:: 本文 ::
• • •
外務省地球気候変動課 COP23委員会、各位
上記写真は新潟県津南町で育った桐と杉である。桐は杉の6倍のスピードで成長する、最近アメリカで品種改良された桐は更に杉の10倍のスピードで5~6年で成木になる事が証明されている。更にぬくもりとは異なりエネルギーを出すゴマノハクサ科の植物として注目したい。
春には美しい藤色の花を咲かせ甘い香りを漂わせる。夏には大きな葉で木蔭を作ってくれる。我が国に近代医学を伝えた医師シーボルトが、祖国オランダの女王の名前を採り桐に「ポローニア」と名付けたと伝えられている。
微少な胞子に羽がついており、気流に乗って世界各地に芽を出している繁殖力旺盛な植物である。
夏の短いドイツでありながら省エネルギー法の第一行は「夏の暑さからいかに建物を守るか・・・」で始まっている。海外では主に観賞用として用いられてきた植物であるが、暖房に用いるエネルギーと比較して冷房に必要なエネルギーが大きいためである。大きな葉が作る木蔭は夏の暑さから住宅を守り、冬になると全ての葉を落とし、太陽光で家を温める事が出来る。
桐の持つ神秘的とまで言われる人類に優しい特性こそCOP23の主要テーマであって欲しいとの思いでレポート型ノンフィクションエッセイとして説明したい。
断熱力を数値で示す熱抵抗値において桐は住宅建設に用いられている広葉樹の2倍、耐火性能は鉄の6~7倍、詳しくは私の著書「桐で創る低炭素社会」を開いて頂ければ詳しく説明されているのでご理解頂けるはずであるが、桐製防火戸と鉄製防火戸のISOに基づく比較耐火テストは写真Aで紹介する。
一般的建材に用いている木材と桐を同じ倍率(100倍)で拡大してみると、他の木材とほぼ同じセルロース、リクナン、へミセルロース、導管が見えて来る、更に拡大すると桐だけは導管の中に更にミクロの導管が存在している。参照図B。生きている時は水が流れている。伐採し水が抜けるとこの導管がミクロの空気の小部屋となり、旭化成(株)販売している断熱材ネオマフォームと酷似している組織である事が解かる。 このミクロの空気の小部屋こそが比類無き断熱性、耐火性、調湿性、寸法の安定性のメカニズムであり、爽快な住空間造りを可能にしている。使用方法を工夫すると、断熱材を1gと用いる事無く完全断熱耐火住宅を造る事が可能な材である。参考図D E F G H参照。更に桐には柿渋に含まれているタンニンの含有量が極めて多く、抗菌効果を高め住空間に黴を発生させず、白蟻も寄せ付けない性能を持った建材となっている。 「桐で創る低炭素社会」参照
電子レンジに使われている遠赤外線の放出が桐はセラミックより多い、神秘的なのは、人間の体温と同じ36℃時点での放出量が最も多くなる。参照図C そのため身体の芯から温めてくれるエネルギーの放出により床暖房はもとより、カーペット、スリッパ、靴下も不要とする天然の暖房材である。ベッドの上に桐板を乗せて寝ると電気シーツや毛布を不要とし、温かくぐっすり眠る事が出来る。逆にミクロの小部屋の調湿力により夏はサラサラになり、除湿機能を不要とする住空間を創出してくれる。
• • •
[元データ]
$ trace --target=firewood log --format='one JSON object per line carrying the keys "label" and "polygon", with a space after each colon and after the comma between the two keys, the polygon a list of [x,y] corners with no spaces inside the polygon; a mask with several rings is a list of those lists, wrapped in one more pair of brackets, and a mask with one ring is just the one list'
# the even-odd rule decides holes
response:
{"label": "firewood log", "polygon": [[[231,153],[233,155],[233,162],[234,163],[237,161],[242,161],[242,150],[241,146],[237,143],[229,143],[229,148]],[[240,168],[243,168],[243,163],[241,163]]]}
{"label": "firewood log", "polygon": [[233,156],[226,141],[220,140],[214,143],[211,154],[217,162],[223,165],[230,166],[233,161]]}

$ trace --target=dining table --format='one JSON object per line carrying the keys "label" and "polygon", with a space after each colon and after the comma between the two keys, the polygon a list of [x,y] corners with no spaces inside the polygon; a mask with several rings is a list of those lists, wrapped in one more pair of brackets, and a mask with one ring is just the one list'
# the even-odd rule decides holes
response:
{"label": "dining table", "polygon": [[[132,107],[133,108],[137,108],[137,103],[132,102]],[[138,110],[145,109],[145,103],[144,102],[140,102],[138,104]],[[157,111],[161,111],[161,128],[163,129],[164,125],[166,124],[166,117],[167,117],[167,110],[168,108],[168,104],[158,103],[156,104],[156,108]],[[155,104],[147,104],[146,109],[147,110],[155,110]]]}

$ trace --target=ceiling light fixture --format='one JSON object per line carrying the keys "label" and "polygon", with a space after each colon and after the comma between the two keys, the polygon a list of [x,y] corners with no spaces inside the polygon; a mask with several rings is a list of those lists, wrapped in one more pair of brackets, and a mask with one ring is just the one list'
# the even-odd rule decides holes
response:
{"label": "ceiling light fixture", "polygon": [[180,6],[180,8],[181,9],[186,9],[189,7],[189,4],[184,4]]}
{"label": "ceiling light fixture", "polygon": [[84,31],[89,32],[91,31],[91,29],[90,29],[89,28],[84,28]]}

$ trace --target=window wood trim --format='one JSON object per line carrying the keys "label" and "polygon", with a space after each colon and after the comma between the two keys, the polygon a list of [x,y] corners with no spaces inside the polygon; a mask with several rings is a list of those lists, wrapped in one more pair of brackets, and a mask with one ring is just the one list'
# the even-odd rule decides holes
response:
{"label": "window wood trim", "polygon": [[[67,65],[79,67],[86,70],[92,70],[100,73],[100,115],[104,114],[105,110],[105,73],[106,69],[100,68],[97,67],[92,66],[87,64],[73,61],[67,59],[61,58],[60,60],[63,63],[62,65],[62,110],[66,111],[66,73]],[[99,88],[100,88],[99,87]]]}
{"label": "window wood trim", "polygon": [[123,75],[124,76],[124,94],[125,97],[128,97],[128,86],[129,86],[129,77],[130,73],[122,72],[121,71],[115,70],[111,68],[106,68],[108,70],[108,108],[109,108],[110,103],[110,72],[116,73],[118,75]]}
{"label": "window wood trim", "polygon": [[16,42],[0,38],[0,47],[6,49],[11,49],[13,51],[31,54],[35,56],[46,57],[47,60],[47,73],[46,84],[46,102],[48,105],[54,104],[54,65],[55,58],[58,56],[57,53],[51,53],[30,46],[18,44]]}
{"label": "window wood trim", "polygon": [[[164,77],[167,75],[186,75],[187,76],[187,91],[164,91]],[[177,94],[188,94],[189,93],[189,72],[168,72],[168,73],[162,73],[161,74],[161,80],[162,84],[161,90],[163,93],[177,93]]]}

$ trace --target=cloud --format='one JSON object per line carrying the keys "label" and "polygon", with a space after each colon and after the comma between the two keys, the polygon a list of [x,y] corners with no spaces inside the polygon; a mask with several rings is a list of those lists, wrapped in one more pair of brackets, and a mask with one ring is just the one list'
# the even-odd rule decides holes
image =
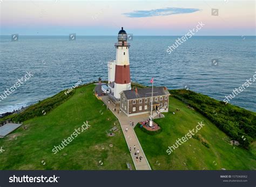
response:
{"label": "cloud", "polygon": [[198,9],[168,7],[164,9],[152,9],[150,10],[135,10],[132,12],[124,13],[123,15],[130,18],[142,18],[189,13],[195,12],[199,10],[200,9]]}

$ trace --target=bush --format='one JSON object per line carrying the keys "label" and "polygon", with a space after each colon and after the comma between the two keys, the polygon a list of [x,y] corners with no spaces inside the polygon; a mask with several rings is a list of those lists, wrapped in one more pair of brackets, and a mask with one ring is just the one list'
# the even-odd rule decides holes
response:
{"label": "bush", "polygon": [[144,133],[146,133],[147,134],[149,134],[150,135],[156,135],[160,133],[161,133],[163,130],[163,129],[161,128],[161,127],[159,124],[158,124],[158,126],[159,126],[160,129],[158,129],[158,130],[156,130],[156,131],[147,130],[147,129],[146,129],[144,127],[140,128],[140,124],[139,123],[137,123],[137,124],[136,125],[136,128],[138,128],[140,129],[143,131],[144,131]]}

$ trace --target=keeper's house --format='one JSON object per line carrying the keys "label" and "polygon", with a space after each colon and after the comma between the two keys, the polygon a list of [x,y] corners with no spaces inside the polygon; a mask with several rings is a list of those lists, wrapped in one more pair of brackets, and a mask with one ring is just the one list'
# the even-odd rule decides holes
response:
{"label": "keeper's house", "polygon": [[[150,113],[152,88],[126,90],[120,95],[120,108],[127,116]],[[153,110],[167,112],[170,95],[166,87],[153,87]]]}

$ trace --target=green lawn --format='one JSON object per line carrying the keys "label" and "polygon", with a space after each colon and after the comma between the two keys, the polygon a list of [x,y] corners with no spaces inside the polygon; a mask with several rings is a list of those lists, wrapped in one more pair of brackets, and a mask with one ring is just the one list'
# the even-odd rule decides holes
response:
{"label": "green lawn", "polygon": [[[250,151],[230,145],[227,136],[199,113],[187,108],[179,100],[170,98],[169,112],[165,118],[155,120],[163,131],[156,135],[143,132],[137,126],[136,134],[154,170],[255,170],[255,146]],[[176,108],[180,111],[176,112]],[[173,115],[172,112],[175,112]],[[181,138],[190,130],[203,121],[204,126],[197,133],[210,147],[191,138],[179,146],[170,155],[169,146]],[[253,144],[253,146],[255,145]]]}
{"label": "green lawn", "polygon": [[[0,139],[0,147],[5,150],[0,154],[0,169],[126,170],[126,162],[134,169],[117,119],[94,96],[95,86],[77,89],[68,101],[45,115],[25,121],[27,129],[22,126]],[[90,128],[54,154],[54,146],[86,120]],[[106,130],[114,127],[114,122],[119,130],[116,136],[107,137]]]}

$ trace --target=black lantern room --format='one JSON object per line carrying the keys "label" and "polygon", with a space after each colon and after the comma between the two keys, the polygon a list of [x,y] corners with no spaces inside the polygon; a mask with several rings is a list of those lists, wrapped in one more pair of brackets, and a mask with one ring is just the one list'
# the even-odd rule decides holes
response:
{"label": "black lantern room", "polygon": [[122,27],[122,30],[118,32],[118,41],[123,41],[127,40],[127,34],[126,32],[123,29],[124,27]]}

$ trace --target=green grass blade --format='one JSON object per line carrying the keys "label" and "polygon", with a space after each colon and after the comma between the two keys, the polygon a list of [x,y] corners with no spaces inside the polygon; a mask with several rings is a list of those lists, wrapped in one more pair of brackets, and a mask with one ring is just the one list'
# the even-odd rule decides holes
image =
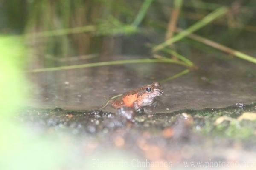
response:
{"label": "green grass blade", "polygon": [[179,41],[193,32],[198,30],[207,24],[210,23],[214,20],[227,13],[228,9],[226,7],[221,7],[211,13],[200,21],[196,23],[183,31],[174,36],[172,38],[167,40],[164,42],[154,47],[154,51],[160,50],[170,45],[176,41]]}
{"label": "green grass blade", "polygon": [[143,19],[145,17],[147,11],[148,9],[149,6],[151,3],[154,0],[145,0],[144,3],[142,5],[141,8],[140,10],[139,13],[136,16],[135,19],[132,23],[132,25],[135,26],[138,26],[141,23],[141,21],[143,20]]}
{"label": "green grass blade", "polygon": [[35,33],[29,33],[26,34],[25,35],[26,36],[34,36],[37,38],[41,38],[91,32],[95,31],[96,31],[96,27],[94,26],[90,25],[80,27],[45,31]]}
{"label": "green grass blade", "polygon": [[[178,31],[182,31],[182,30],[181,29],[178,28],[177,30]],[[207,38],[193,34],[189,35],[188,36],[188,37],[210,47],[218,49],[219,50],[222,51],[242,59],[256,64],[256,58],[255,57],[243,53],[239,51],[230,48]]]}
{"label": "green grass blade", "polygon": [[105,62],[94,62],[92,63],[87,63],[81,65],[72,65],[64,66],[57,67],[52,67],[49,68],[43,68],[36,69],[27,71],[28,72],[36,73],[50,71],[57,71],[63,70],[70,70],[76,68],[86,68],[93,67],[107,66],[111,65],[116,65],[126,64],[137,64],[137,63],[175,63],[182,65],[188,66],[184,62],[175,61],[172,59],[138,59],[138,60],[126,60],[111,61]]}

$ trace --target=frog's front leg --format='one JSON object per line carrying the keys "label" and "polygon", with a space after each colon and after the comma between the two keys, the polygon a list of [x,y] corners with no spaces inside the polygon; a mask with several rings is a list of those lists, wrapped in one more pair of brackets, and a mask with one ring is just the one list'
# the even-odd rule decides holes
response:
{"label": "frog's front leg", "polygon": [[143,112],[144,110],[142,108],[139,106],[139,104],[138,103],[138,102],[139,101],[138,100],[136,100],[134,102],[134,109],[135,109],[135,111],[137,112],[142,113]]}

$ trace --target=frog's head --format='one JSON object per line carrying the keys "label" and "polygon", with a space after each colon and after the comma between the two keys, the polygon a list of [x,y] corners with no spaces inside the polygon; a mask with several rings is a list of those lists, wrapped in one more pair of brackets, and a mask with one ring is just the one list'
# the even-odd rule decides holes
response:
{"label": "frog's head", "polygon": [[160,83],[157,82],[154,82],[151,85],[145,85],[143,90],[144,91],[143,96],[151,98],[160,96],[163,93]]}

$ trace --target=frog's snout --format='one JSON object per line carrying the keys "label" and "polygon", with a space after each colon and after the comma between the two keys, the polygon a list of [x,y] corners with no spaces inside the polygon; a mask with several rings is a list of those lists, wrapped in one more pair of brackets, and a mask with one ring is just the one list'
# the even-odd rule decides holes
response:
{"label": "frog's snout", "polygon": [[159,91],[159,95],[161,95],[163,93],[163,90],[160,90]]}

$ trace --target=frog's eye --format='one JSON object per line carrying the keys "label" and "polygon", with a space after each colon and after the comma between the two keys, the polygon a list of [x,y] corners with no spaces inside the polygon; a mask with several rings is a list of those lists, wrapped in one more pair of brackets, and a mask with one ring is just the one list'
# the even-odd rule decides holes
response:
{"label": "frog's eye", "polygon": [[148,92],[151,92],[151,90],[152,90],[152,89],[151,89],[151,88],[146,88],[146,91],[147,91]]}

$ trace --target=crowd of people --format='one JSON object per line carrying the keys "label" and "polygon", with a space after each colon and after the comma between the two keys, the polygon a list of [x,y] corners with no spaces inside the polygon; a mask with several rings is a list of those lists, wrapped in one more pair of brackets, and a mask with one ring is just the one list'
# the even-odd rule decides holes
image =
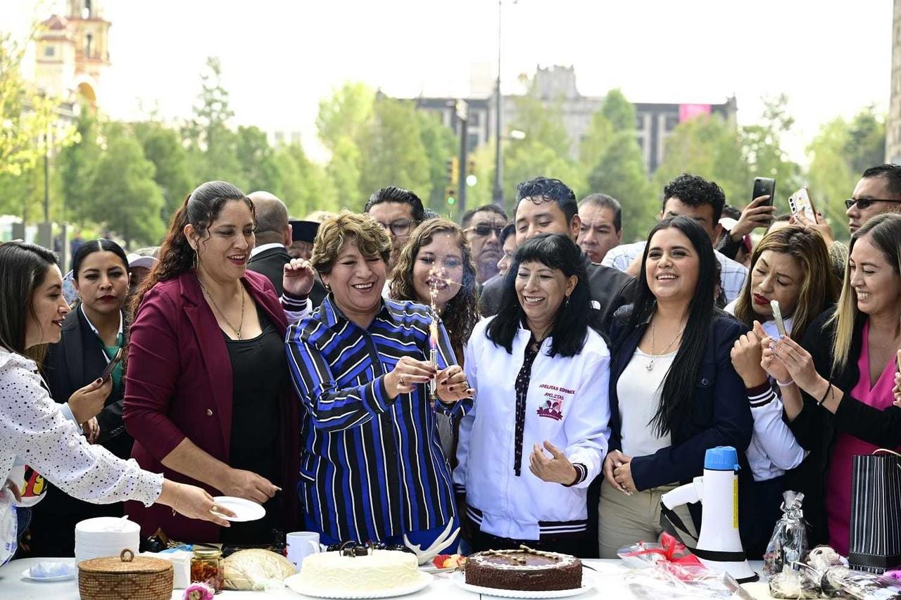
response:
{"label": "crowd of people", "polygon": [[[0,245],[0,502],[29,506],[23,548],[70,556],[76,523],[128,514],[190,542],[614,558],[733,446],[749,556],[787,489],[811,543],[847,553],[851,458],[901,450],[901,167],[863,173],[847,245],[690,174],[624,241],[629,199],[601,192],[538,177],[513,215],[458,224],[387,186],[295,221],[214,181],[153,258],[84,241],[64,278]],[[266,515],[229,526],[214,495]],[[700,530],[700,505],[677,514]]]}

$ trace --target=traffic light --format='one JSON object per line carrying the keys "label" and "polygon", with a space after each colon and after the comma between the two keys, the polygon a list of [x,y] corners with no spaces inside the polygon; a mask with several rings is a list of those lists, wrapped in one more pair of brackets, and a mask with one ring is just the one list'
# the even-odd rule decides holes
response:
{"label": "traffic light", "polygon": [[457,157],[453,157],[452,159],[448,159],[446,164],[448,182],[451,186],[456,186],[457,182],[460,181],[460,161],[457,159]]}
• • •
:: 実施課題 ::
(1) 桐に関する本文に基づき、次の問いに答えてください。
(a) 最近アメリカで品種改良された桐は、杉の何倍の速さで成長するとされていますか。
(b) 桐に「ポローニア」と名付けたと伝えられている人物は誰ですか。
(c) 桐からの遠赤外線の放出量が最も多くなるのは、何℃の時点ですか。
(2) 桐についての本文を、最後の文の後から書き継いでください。

:: 解答 ::
(1)
(a) 杉の10倍です。
(b) シーボルトです。
(c) 36℃です。

(2)
築後450年以上の古建築は現在日本で1万5000棟が日本全国に残っている。桐を土台に用いている場合、取り換えた形跡はない。桐以外の木材による土台は必ず1~2回取り替えている (八重垣良暉著 桐と人生より出典)
現在アメリカでは住宅の外壁に、ドイツでは内装材に桐が用いられ急速にマーケットを拡大しているが、腐りにくく耐候性の高さからと外断熱にも有効だからである。CO2吸収マシンである桐は以上の様に、化石資源の利用を不要としエネルギーを出す断熱住宅建設の建材になる。住宅におけるエネルギーの使用量はエアコンが80%以上を占めている。特に冷房に必要なエネルギーは暖房の約2~3倍に達する。(1℃室温を下げるには1℃あげるエネルギーの7倍を必要
とするためにある)下図はドイツにおける60年以前のエネルギー消費の割合である。(ドイツ省エネルギー法改訂以前)この割合を基に住宅の断熱性(ロスエネルギー対策)を強化し、世界で最も進んだ省エネ大国になっている。そんなドイツが近年桐の特性に気付き内装材として市場を拡大している事はさすがである。